Records from a data source
┌──

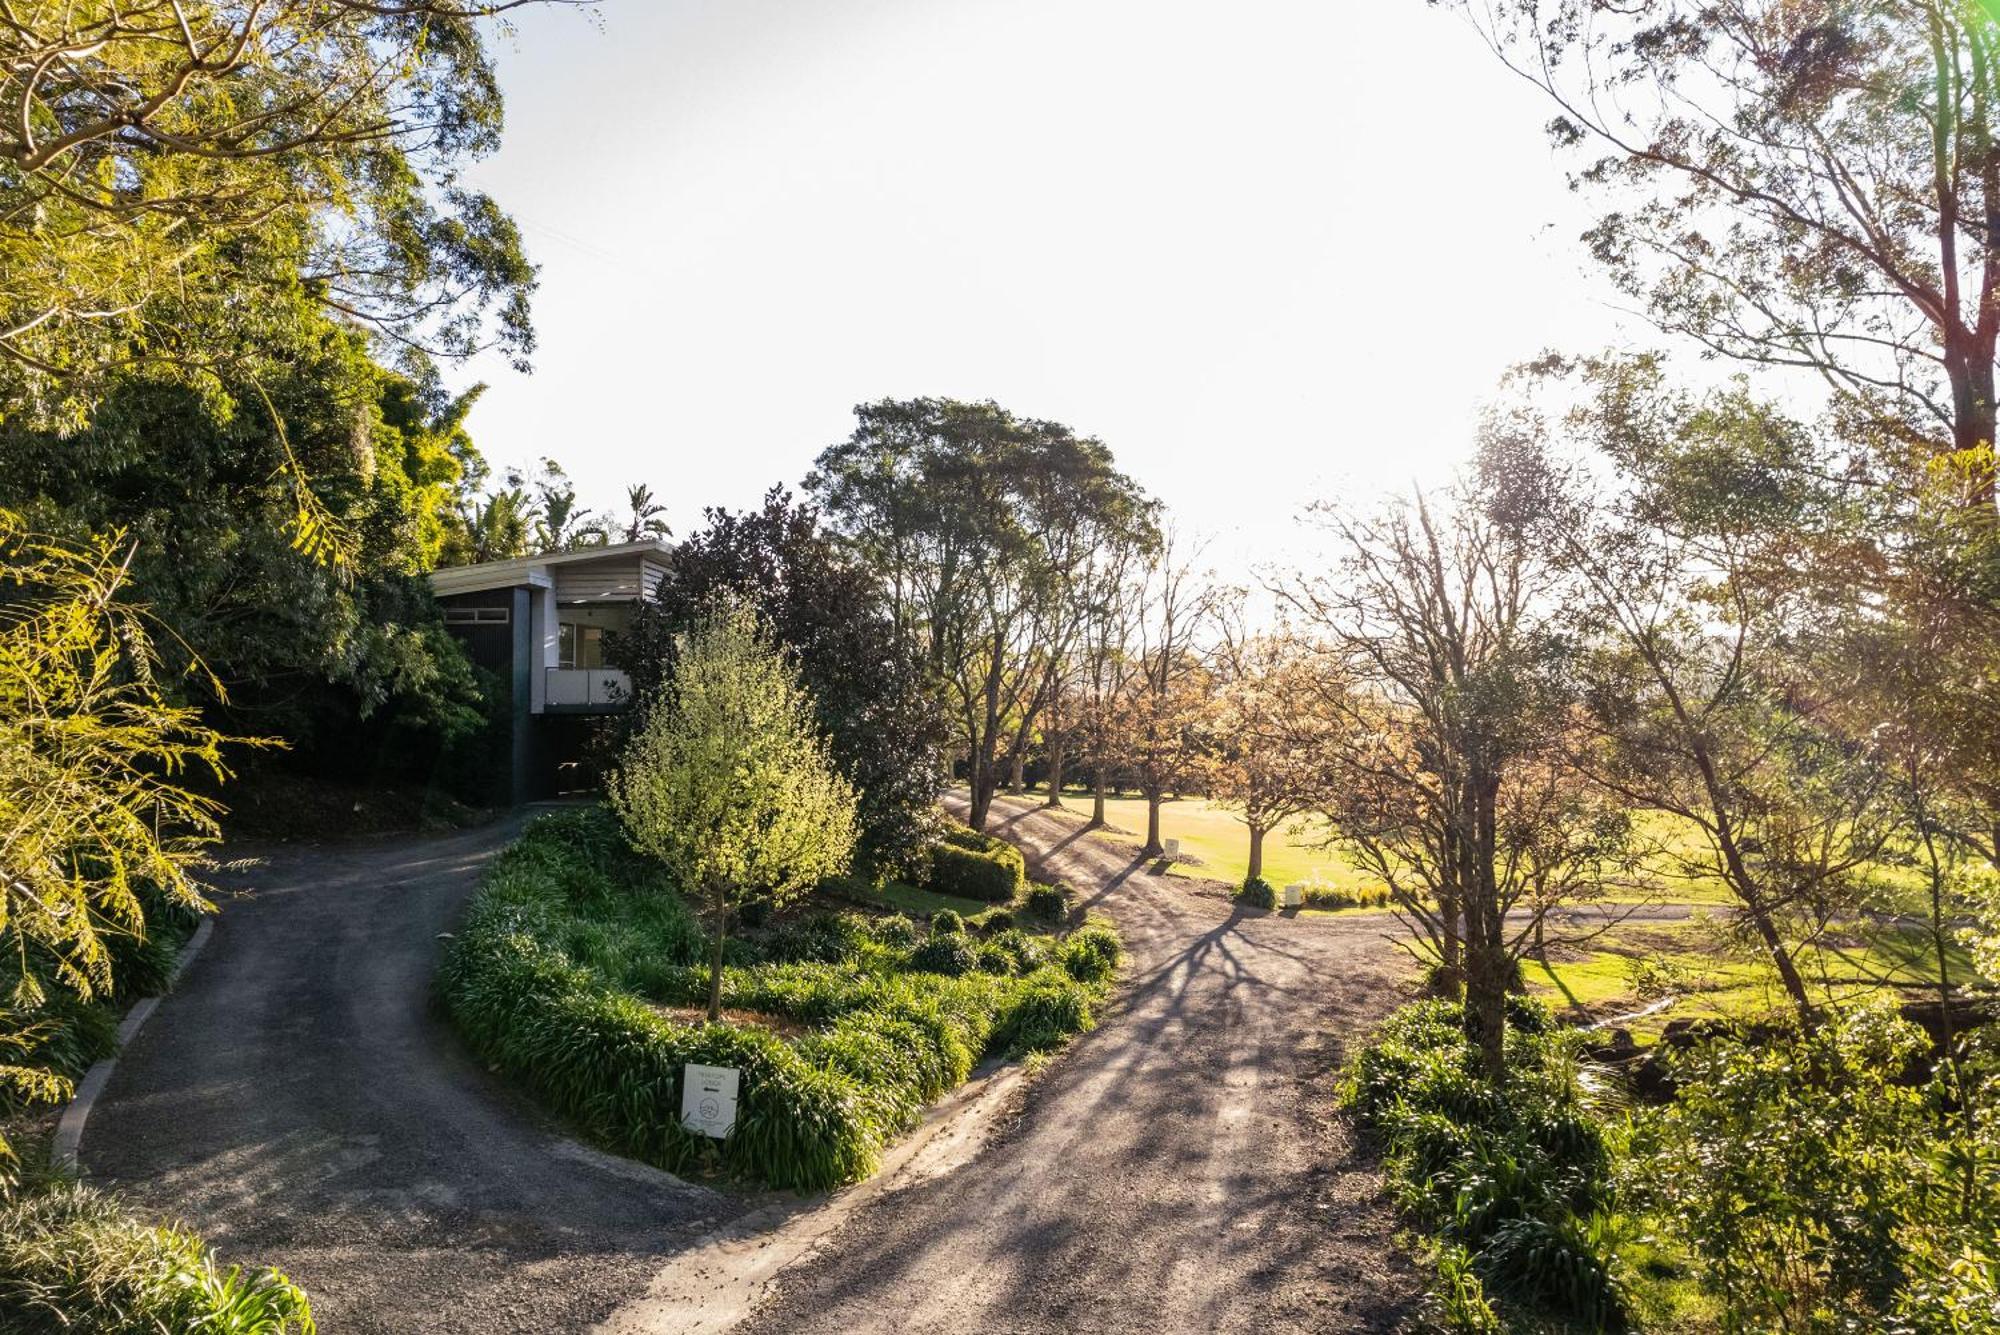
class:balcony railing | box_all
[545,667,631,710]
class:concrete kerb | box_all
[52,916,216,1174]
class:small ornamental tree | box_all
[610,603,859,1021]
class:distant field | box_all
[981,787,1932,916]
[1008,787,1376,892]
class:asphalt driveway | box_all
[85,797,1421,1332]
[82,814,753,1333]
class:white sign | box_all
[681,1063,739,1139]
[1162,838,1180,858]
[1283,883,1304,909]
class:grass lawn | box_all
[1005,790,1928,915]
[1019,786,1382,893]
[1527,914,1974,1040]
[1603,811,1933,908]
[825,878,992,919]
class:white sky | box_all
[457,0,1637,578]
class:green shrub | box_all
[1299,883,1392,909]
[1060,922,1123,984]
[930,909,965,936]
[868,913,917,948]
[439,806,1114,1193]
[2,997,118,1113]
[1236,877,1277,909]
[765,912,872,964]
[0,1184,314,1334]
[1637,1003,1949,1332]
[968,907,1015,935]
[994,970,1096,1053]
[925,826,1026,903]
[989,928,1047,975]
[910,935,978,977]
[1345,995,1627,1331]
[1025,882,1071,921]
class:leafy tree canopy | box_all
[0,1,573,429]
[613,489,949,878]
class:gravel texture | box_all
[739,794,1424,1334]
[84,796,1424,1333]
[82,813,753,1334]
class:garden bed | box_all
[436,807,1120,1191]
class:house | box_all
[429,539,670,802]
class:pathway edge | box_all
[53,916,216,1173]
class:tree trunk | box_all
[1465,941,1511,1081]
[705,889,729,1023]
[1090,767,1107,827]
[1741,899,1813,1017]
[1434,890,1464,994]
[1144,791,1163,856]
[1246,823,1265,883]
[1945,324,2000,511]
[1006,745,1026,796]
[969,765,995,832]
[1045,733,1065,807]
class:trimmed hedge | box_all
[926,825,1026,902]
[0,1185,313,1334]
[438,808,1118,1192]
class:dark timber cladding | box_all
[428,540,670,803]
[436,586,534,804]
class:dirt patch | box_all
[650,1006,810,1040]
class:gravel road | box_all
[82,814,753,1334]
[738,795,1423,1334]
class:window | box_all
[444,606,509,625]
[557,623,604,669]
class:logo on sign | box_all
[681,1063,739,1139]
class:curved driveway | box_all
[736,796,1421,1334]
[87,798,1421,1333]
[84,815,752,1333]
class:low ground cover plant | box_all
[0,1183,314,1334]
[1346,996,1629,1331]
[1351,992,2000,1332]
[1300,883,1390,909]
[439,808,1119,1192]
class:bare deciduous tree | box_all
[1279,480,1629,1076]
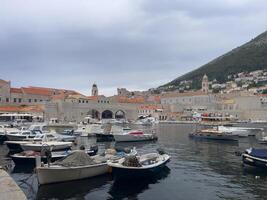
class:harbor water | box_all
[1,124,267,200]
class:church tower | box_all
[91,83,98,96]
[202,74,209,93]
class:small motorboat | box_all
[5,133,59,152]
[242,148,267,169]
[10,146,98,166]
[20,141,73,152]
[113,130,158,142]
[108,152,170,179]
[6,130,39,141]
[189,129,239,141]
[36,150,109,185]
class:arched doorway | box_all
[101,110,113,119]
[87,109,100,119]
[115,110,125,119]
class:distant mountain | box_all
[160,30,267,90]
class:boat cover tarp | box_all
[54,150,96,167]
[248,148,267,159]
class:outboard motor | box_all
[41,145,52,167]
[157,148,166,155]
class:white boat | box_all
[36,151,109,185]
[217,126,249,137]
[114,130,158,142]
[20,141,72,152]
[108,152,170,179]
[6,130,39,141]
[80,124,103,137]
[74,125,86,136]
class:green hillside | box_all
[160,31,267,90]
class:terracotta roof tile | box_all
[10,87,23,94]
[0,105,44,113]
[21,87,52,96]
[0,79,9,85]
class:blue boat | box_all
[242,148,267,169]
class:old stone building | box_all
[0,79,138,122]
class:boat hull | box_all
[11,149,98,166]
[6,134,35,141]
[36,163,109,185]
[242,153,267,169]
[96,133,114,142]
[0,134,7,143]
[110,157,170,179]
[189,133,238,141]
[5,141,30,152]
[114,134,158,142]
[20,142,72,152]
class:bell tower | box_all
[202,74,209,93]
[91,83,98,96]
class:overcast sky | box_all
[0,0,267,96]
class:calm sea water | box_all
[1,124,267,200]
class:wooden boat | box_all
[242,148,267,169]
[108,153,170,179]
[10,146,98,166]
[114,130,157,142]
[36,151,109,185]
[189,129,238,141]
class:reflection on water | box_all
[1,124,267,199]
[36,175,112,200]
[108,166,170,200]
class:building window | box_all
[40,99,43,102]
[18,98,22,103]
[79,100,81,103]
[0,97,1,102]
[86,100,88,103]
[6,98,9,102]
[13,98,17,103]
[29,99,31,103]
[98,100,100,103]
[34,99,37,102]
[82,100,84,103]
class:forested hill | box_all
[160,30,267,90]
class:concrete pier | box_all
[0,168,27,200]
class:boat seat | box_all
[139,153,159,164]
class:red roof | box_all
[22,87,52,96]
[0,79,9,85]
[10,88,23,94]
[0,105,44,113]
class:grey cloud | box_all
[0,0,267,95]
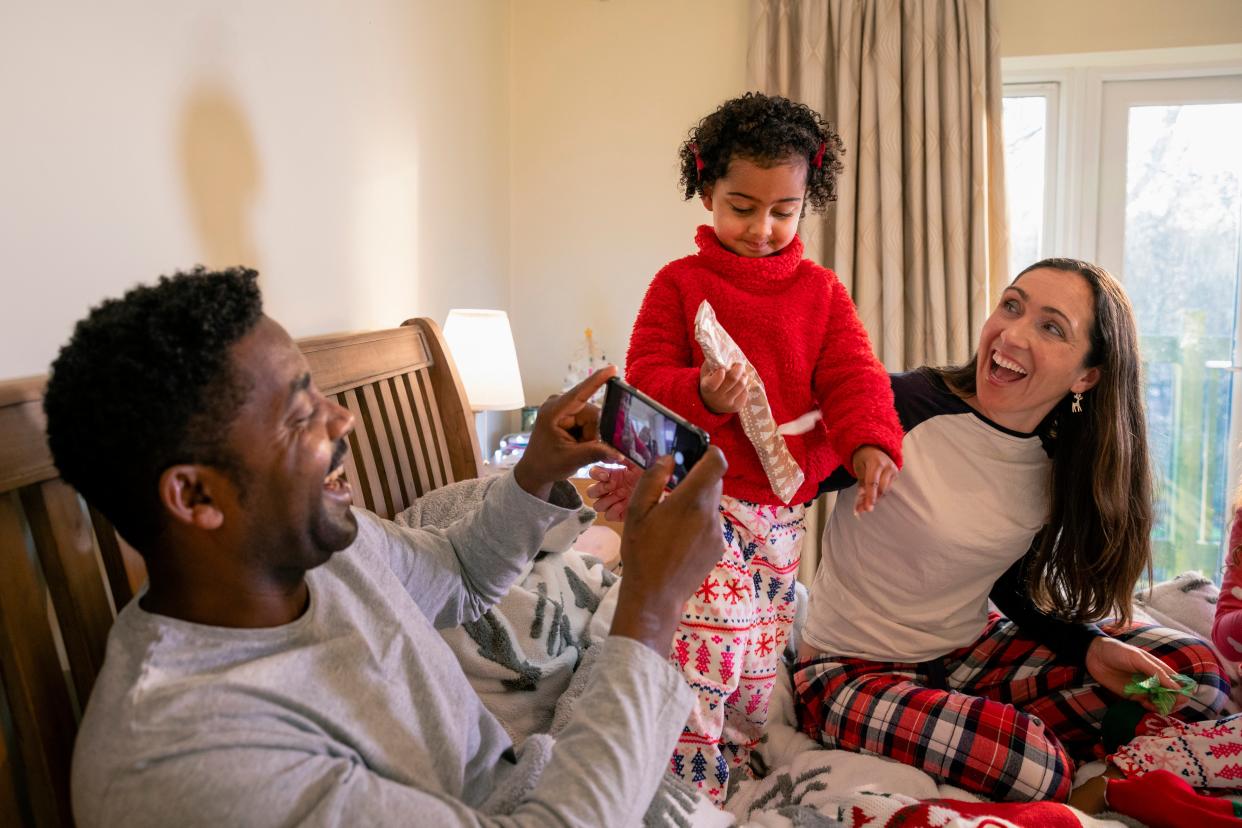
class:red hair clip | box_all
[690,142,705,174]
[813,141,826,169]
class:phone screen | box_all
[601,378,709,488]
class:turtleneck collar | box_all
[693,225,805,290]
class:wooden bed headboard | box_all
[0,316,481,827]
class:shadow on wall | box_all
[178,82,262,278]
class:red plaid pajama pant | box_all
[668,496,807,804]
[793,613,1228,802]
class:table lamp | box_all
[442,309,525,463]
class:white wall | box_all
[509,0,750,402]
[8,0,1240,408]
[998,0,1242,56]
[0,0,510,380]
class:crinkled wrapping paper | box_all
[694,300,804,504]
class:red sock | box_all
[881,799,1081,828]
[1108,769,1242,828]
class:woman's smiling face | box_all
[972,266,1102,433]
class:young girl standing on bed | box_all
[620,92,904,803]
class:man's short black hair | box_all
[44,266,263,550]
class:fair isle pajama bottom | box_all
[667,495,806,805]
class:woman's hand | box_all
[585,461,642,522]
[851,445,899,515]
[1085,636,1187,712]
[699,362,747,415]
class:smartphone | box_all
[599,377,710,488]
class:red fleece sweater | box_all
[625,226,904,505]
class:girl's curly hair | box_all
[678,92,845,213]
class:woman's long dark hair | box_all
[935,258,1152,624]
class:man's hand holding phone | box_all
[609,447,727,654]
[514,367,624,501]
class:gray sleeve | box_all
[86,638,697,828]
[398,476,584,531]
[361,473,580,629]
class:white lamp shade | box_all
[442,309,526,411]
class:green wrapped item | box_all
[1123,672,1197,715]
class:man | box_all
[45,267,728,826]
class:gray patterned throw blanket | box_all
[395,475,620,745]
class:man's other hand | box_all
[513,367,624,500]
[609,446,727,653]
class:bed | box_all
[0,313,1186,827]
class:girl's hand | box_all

└──

** What is needed **
All lines from the one with "class:woman's smiling face | box_all" onward to the end of the records above should be repeated exactly, and only those lines.

** Response to this task **
class:woman's smiling face | box_all
[972,266,1102,433]
class:young girl standing on bed | box_all
[620,92,904,803]
class:man's short black hair | box_all
[44,266,263,550]
class:fair isle pajama bottom | box_all
[667,495,806,805]
class:woman's hand | box_all
[585,461,642,522]
[851,445,899,515]
[1085,636,1187,712]
[699,362,747,415]
class:smartphone | box_all
[599,377,710,488]
class:red fleece sweater | box_all
[625,226,904,505]
class:girl's curly hair | box_all
[678,92,845,213]
class:woman's long dark hair | box_all
[935,258,1152,624]
class:man's hand holding phone | box_all
[609,447,727,654]
[514,367,624,501]
class:gray sleeve | box_all
[86,638,697,828]
[398,476,584,531]
[361,473,580,629]
class:white lamp shade | box_all
[442,309,526,411]
class:green wrapped item | box_all
[1123,672,1197,715]
class:man | box_all
[45,267,728,826]
class:gray patterned throw blanket | box_all
[395,475,620,745]
class:man's other hand | box_all
[513,367,624,500]
[609,446,727,653]
class:bed | box_all
[0,313,1186,827]
class:girl's hand | box_all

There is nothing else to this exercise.